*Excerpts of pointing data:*
--*--

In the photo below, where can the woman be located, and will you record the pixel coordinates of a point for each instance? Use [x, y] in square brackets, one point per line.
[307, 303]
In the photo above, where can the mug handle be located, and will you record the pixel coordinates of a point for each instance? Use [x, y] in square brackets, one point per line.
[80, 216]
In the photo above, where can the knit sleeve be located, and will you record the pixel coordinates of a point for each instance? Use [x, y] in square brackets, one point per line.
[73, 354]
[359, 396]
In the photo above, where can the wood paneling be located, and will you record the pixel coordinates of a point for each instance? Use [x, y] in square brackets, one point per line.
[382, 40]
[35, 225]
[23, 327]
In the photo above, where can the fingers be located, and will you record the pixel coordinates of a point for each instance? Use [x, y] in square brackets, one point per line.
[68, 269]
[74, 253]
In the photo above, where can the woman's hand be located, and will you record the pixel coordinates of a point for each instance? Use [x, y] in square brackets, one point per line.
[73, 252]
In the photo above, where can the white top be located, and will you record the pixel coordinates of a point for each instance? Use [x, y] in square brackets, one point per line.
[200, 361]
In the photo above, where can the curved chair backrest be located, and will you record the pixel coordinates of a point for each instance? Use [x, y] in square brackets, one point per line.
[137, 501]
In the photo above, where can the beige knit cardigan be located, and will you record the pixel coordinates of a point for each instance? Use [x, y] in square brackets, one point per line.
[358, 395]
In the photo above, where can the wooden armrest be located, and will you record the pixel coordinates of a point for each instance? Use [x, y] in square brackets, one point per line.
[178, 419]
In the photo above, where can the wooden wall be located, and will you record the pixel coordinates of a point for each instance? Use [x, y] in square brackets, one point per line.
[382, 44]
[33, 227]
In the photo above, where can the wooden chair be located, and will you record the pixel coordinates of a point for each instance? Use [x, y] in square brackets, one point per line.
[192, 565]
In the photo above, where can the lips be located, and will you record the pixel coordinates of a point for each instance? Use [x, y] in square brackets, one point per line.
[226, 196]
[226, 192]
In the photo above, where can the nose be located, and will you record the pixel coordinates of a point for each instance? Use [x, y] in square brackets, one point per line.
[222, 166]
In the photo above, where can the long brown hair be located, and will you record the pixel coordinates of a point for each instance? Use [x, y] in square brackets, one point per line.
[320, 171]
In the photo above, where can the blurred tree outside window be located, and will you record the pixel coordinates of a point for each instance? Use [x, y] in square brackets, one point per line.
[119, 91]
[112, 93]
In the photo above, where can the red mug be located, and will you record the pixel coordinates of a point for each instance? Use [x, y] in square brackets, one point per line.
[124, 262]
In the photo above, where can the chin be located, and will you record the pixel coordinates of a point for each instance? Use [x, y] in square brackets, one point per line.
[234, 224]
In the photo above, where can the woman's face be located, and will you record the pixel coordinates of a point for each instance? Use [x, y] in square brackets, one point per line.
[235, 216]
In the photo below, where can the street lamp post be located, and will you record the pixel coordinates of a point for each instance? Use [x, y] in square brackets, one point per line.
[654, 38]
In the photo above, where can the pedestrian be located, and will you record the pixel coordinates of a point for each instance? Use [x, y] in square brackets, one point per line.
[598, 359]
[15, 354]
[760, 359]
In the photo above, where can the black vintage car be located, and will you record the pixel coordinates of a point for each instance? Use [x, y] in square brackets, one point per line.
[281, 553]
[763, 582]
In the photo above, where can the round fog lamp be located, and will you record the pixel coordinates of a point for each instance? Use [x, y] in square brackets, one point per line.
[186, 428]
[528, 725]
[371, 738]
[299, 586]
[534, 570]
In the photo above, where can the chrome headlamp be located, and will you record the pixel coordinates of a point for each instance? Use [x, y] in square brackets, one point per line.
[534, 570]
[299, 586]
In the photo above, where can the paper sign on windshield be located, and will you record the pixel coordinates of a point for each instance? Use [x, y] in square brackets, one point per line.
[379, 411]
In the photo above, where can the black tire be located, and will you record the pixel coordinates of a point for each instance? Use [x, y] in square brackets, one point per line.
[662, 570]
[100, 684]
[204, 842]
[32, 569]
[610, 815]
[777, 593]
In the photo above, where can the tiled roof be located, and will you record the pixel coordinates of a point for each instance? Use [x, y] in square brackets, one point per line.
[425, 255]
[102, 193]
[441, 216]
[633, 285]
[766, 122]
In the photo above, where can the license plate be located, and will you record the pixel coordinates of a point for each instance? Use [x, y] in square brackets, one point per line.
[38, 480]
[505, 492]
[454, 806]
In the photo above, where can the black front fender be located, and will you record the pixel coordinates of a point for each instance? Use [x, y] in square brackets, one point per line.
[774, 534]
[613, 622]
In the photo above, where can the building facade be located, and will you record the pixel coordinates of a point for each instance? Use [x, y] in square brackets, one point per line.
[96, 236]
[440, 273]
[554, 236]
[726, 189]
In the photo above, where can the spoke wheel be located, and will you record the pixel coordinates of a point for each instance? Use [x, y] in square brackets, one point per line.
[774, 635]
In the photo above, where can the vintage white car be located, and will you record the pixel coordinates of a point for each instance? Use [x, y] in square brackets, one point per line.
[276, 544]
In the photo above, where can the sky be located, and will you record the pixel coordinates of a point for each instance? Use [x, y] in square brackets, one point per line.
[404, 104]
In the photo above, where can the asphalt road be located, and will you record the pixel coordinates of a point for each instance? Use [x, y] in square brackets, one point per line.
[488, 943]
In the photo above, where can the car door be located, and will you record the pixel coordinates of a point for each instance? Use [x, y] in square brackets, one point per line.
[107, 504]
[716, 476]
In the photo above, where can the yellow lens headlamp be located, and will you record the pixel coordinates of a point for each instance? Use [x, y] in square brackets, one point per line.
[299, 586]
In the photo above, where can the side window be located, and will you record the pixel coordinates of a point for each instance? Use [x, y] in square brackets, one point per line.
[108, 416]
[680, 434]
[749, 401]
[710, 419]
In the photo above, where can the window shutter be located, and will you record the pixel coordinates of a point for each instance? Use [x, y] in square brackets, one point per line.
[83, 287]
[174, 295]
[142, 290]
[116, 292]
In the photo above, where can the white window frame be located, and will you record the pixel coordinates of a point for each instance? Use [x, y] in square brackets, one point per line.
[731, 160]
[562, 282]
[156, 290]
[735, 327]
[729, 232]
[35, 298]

--*--

*Job:* Could you copy every one of these records word for word?

*The reply:*
In the photo below, where can the woman be located, and will you record the pixel coordinates of a point for each instance? Use [x, y] in square brackets, one point per line.
[307, 303]
In the photo above, where can the mug handle be located, and will you record the pixel coordinates of a point for each instance? Use [x, y] in square brackets, one point per line.
[80, 216]
In the photo above, where can the knit sleeve be located, and will you record the pixel coordinates of a point for each instance? Use [x, y] in square brackets, one point per line.
[73, 354]
[359, 396]
In the photo above, where can the wood paneling be located, and will you record the pixel coordinates of a point for each instance? Use [x, y] in square brackets, one point per line.
[382, 40]
[35, 225]
[23, 327]
In the photo above, where can the fingers be located, and will you record the pixel coordinates of a point for each instance? Use [x, y] in square brackets, one point per line.
[68, 269]
[74, 253]
In the photo above, where can the woman's hand be located, and will you record the pixel coordinates of a point for each instance? Use [x, y] in square brackets, one point per line.
[73, 252]
In the photo above, where can the white top be located, and will you record the pixel coordinates of a point for each instance? Use [x, y] in square brackets, one point per line.
[200, 361]
In the photo above, where can the curved chair backrest be located, and will you record the pixel coordinates of a point for each instance? Use [x, y] in square brackets, one point per line.
[137, 501]
In the photo above, where can the beige knit cardigan be located, and will you record the pixel coordinates of a point for each instance? Use [x, y] in square brackets, one point per line.
[358, 395]
In the photo above, where can the wooden armrest be located, and will you record the pixel coordinates of a point for each instance? Use [x, y] in square brackets, one point per line.
[178, 419]
In the photo above, where can the wooden wall be located, and will you record the pixel coordinates of a point for each instance? Use [x, y] in square brackets, one point per line.
[382, 44]
[33, 227]
In the photo above, where can the wooden chair be located, and will you record the pixel coordinates of a point for each instance? Use [x, y] in square brackets, one point per line.
[192, 565]
In the photo above, where can the lips be located, and will you record the pixel coordinates of a point for each instance? Use [x, y] in square brackets, one point per line.
[226, 196]
[226, 192]
In the photo above, where can the nose be located, and will you record the pixel coordinates of a point for each instance? Use [x, y] in square brackets, one point per line.
[222, 166]
In the photo above, where can the long brown hair be located, and will you record the pixel coordinates of a point for each instance? Use [x, y] in square brackets, one point per line.
[320, 171]
In the photo above, where can the blurred tree outside window be located, and will you record the pixel coordinates of a point for each instance? Use [x, y] in square brackets, one point per line.
[119, 91]
[112, 93]
In the photo above, where can the red mug be located, and will you record the pixel coordinates of a point for each instance? Use [x, y] in square brackets, one point per line.
[124, 262]
In the photo above, where can the chin be located, and will you record the pixel coordinates of a point for each instance? Use [x, y] in square brackets, one point per line.
[234, 224]
In the photo above, where can the woman's face be located, and will you record the pixel coordinates of a point for each instance? Use [x, y] in square brackets, one point per line.
[235, 216]
In the photo below, where can the street lamp post be located, and will you record the pixel coordinates of a point for each instance? Use [x, y] in square brackets, one point per line.
[654, 38]
In the photo above, where can the pedestrian be located, and will you record the pixel coordinates of a point for each instance? Use [x, y] in square brackets, one point per line.
[598, 359]
[15, 354]
[760, 359]
In the photo above, where can the black vintage car be located, and will you record the pixel coordinates of a point for each instance? Use [x, y] in square brackets, one point per line.
[281, 553]
[763, 582]
In the photo above, where can the round fog lamp be located, and will you record the pixel coordinates of a point for each instance? Use [x, y] in square brackets, one point per line.
[186, 428]
[528, 725]
[371, 738]
[299, 586]
[534, 570]
In the photo above, where can the chrome headlamp be located, and will you record the pixel coordinates of a point for each instance? Use [x, y] in square brackets, one point per line.
[534, 570]
[299, 586]
In the photo above, where can the paper sign on windshield be located, and will you record the pixel coordinates of a point for each instance? Use [x, y] in square brackets, one point per line.
[379, 411]
In the photo above, where can the black tire be located, and will you record the pixel coordinates of a point for each instance? Use [x, y] in square brackets, one point per line.
[662, 570]
[100, 684]
[204, 842]
[32, 569]
[610, 815]
[777, 593]
In the photo above, where can the tiled roof be located, and will you record the pixel coordinates of a point for each instance? Use [x, y] in square brackets, one point per line.
[425, 255]
[102, 193]
[441, 216]
[633, 285]
[766, 122]
In the photo above, where can the license plate be located, and will you record the pixel coordinates of a point for each instance? Use [x, y] in square brackets, one point per line.
[38, 480]
[505, 492]
[454, 806]
In the photo above, where can the black front fender be located, and will you record the pixel coordinates of a point for each instance? Use [x, y] in square brackets, one point per line.
[774, 534]
[613, 622]
In the photo above, where can the building facade be located, and will you record the pixel coordinates of a point for each instance? Use [x, y] in square brackets, one point per line.
[96, 236]
[440, 273]
[554, 236]
[726, 189]
In the photo above, where can the spoke wheel be located, and will you record the pixel coordinates of a point for each instance? Use [x, y] in square brackets, one point per line.
[774, 635]
In the photo above, where can the vintage white car be located, and will you record the pixel coordinates of a point for each instance? Use [x, y] in square brackets, one point per line.
[276, 544]
In the photo above, where can the sky be located, and will you record the pixel coordinates of a point for each instance? Use [x, y] in square brackets, one point per line.
[404, 104]
In the photo above, where can the asphalt road be located, and will you record the pixel coordinates of a point for each instance? Use [x, y] in square brackets, one point per line.
[488, 943]
In the photo above, where can the car door be located, and will you record the pixel coordinates of a point for each instance? Use [x, y] in square brackets, one point per line.
[107, 504]
[716, 476]
In the photo above, where can the yellow lens headlamp be located, and will you record the pixel coordinates of a point for each instance? Use [x, y] in square brackets, one point per line.
[299, 586]
In the photo above, where can the side window be located, and will you record the pixel coordinates of a point for each instance? Use [x, y] in square brackets, one point per line.
[108, 416]
[680, 434]
[749, 401]
[710, 419]
In the photo above, where can the window shutter be located, and will you record the pixel coordinates of a point for each instance? Use [x, y] in square brackets, one point per line.
[83, 287]
[174, 295]
[142, 290]
[116, 292]
In the photo above, where can the white window frame be located, and will you record the pixel coordinates of a point for each instance? Use [x, y] in square brackets, one point per line.
[731, 160]
[562, 282]
[156, 290]
[735, 327]
[729, 232]
[35, 298]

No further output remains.